■ Short problem
Can you print, word for word, the records below from the line with "distinct front door" up to and including the line with "[450,41,480,50]"?

══ Records to use ══

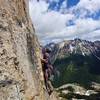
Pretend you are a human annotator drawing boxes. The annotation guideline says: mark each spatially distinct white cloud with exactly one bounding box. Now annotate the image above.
[29,0,100,42]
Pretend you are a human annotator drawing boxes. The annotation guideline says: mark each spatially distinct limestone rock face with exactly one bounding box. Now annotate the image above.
[0,0,56,100]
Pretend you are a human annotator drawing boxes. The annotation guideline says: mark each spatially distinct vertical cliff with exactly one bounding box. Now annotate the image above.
[0,0,57,100]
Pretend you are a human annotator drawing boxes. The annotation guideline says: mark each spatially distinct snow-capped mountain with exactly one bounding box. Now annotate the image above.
[46,39,100,61]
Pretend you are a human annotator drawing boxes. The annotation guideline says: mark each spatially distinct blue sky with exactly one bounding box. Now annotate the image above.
[29,0,100,44]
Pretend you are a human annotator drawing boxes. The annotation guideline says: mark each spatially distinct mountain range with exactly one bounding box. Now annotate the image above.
[46,38,100,100]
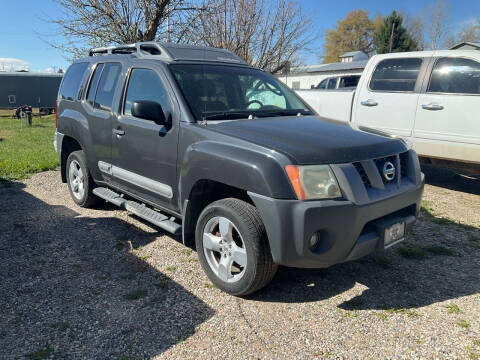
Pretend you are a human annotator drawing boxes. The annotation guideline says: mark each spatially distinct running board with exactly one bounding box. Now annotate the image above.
[93,187,182,235]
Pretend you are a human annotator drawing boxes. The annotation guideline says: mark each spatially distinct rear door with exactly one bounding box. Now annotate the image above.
[82,62,122,181]
[110,63,180,210]
[415,57,480,162]
[353,57,429,137]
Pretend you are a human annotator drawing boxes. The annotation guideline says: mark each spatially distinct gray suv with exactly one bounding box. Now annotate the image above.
[55,42,424,296]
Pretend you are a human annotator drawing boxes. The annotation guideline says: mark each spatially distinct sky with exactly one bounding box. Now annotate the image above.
[0,0,480,71]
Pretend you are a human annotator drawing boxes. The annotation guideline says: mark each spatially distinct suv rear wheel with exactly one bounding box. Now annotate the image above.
[195,198,277,296]
[66,150,98,207]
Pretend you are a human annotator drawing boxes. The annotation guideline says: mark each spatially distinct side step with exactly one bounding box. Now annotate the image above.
[93,187,182,235]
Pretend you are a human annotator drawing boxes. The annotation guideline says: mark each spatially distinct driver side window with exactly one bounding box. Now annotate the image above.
[123,68,171,115]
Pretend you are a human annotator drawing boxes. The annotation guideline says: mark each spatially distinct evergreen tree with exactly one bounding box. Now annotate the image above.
[375,11,418,54]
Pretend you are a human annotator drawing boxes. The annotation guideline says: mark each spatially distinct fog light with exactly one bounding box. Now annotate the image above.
[310,232,320,250]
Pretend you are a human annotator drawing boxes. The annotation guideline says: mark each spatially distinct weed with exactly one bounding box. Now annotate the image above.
[25,346,53,360]
[50,321,70,331]
[398,245,428,260]
[457,319,470,329]
[123,290,148,301]
[445,303,462,314]
[423,245,455,256]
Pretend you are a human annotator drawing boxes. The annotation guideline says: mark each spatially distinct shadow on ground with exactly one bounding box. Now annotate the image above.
[250,205,480,310]
[422,165,480,195]
[0,181,214,359]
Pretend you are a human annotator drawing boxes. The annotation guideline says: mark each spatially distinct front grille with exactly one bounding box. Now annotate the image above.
[373,155,398,185]
[353,162,372,189]
[352,152,408,190]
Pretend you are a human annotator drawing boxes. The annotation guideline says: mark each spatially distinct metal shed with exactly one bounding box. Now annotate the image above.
[0,72,63,109]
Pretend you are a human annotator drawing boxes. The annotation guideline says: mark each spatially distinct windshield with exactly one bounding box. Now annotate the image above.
[170,64,312,120]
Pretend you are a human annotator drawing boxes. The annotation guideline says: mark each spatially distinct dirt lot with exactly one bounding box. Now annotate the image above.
[0,170,480,360]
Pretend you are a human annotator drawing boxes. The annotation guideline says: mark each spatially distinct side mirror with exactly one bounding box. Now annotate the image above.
[132,100,170,125]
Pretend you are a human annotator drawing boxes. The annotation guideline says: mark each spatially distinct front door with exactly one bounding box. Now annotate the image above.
[111,65,179,210]
[353,58,424,137]
[414,57,480,161]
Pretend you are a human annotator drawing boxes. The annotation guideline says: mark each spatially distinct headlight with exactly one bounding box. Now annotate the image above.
[285,165,342,200]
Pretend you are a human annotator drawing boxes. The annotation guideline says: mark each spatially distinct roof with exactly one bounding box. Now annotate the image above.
[0,71,64,77]
[88,41,246,64]
[284,60,368,73]
[450,41,480,50]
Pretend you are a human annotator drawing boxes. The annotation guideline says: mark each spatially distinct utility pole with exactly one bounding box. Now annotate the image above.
[389,21,395,52]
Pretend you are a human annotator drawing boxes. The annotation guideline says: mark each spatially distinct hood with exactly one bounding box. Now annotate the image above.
[207,116,407,165]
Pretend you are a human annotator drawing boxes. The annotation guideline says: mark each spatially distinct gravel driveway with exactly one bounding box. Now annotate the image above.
[0,167,480,360]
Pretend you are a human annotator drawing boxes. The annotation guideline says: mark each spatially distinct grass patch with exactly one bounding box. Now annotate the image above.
[445,304,462,314]
[0,115,58,180]
[457,320,470,329]
[25,346,53,360]
[423,245,455,256]
[398,245,428,260]
[123,290,148,301]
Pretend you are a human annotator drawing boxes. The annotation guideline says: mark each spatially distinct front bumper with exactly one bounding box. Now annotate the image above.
[249,178,424,268]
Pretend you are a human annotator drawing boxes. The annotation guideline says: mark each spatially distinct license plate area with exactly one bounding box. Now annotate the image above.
[383,221,405,249]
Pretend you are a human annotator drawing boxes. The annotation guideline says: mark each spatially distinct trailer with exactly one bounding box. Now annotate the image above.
[0,72,63,114]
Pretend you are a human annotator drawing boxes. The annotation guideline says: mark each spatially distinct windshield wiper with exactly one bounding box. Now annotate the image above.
[255,109,313,117]
[202,111,251,120]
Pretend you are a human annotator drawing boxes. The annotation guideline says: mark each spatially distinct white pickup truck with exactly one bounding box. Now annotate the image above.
[297,50,480,174]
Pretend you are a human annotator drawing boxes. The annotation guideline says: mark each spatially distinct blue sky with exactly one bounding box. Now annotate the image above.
[0,0,480,71]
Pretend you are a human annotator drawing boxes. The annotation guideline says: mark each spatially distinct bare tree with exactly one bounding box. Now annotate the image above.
[189,0,313,73]
[400,10,425,50]
[424,0,450,50]
[51,0,197,57]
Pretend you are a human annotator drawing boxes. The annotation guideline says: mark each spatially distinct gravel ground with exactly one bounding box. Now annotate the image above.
[0,170,480,360]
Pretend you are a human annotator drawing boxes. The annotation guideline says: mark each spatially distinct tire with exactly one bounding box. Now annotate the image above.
[65,150,98,208]
[195,198,278,296]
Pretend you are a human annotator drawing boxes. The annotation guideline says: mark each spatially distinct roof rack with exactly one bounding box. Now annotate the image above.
[88,41,172,60]
[88,41,246,64]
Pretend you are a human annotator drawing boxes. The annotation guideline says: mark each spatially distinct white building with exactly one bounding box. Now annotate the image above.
[277,51,368,90]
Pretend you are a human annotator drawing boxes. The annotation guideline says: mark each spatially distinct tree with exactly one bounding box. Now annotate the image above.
[424,0,450,50]
[190,0,313,73]
[456,19,480,42]
[323,9,375,63]
[375,11,417,54]
[51,0,197,57]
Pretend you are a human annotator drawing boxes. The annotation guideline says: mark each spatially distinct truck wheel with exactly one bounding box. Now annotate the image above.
[195,198,277,296]
[66,150,98,207]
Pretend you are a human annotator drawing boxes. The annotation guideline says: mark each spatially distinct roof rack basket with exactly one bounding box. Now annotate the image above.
[88,41,171,60]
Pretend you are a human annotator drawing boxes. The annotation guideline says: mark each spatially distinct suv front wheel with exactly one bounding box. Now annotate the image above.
[66,150,98,207]
[195,198,277,296]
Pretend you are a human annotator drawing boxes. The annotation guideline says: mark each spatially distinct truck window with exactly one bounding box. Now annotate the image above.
[59,62,88,101]
[427,58,480,94]
[327,78,337,89]
[93,63,122,111]
[338,75,360,88]
[87,63,105,107]
[124,68,171,115]
[317,79,328,89]
[370,58,422,92]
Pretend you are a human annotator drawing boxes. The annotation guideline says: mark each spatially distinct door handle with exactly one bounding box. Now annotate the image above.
[422,103,443,111]
[112,129,125,137]
[360,99,378,106]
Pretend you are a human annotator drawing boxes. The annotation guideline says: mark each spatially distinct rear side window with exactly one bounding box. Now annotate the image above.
[370,58,422,92]
[87,64,105,107]
[427,58,480,95]
[60,63,88,101]
[327,78,337,89]
[124,69,170,115]
[87,63,122,111]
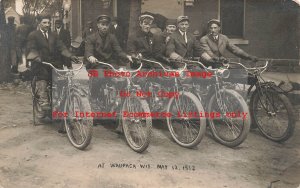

═══

■ Final result
Pretend you are a human annotator drawing boxes. The annotation guideline says: mark each spatially distinct front door with exactly one bounding box. Now annotate the image above.
[111,65,179,210]
[353,58,424,137]
[414,57,480,161]
Pretend you are a human annotator drawing boxes. The annotation guideline says: mark each spatially distinct headlight with exactly one bounding box. Now annotate the image above.
[285,165,342,200]
Pretend you are a human annotator drawing boxes. The annotation guideline says: mark each spatially distinct roof with exactly one bounding box. Now annotate the image above.
[0,71,64,77]
[88,41,246,64]
[284,60,368,73]
[450,41,480,50]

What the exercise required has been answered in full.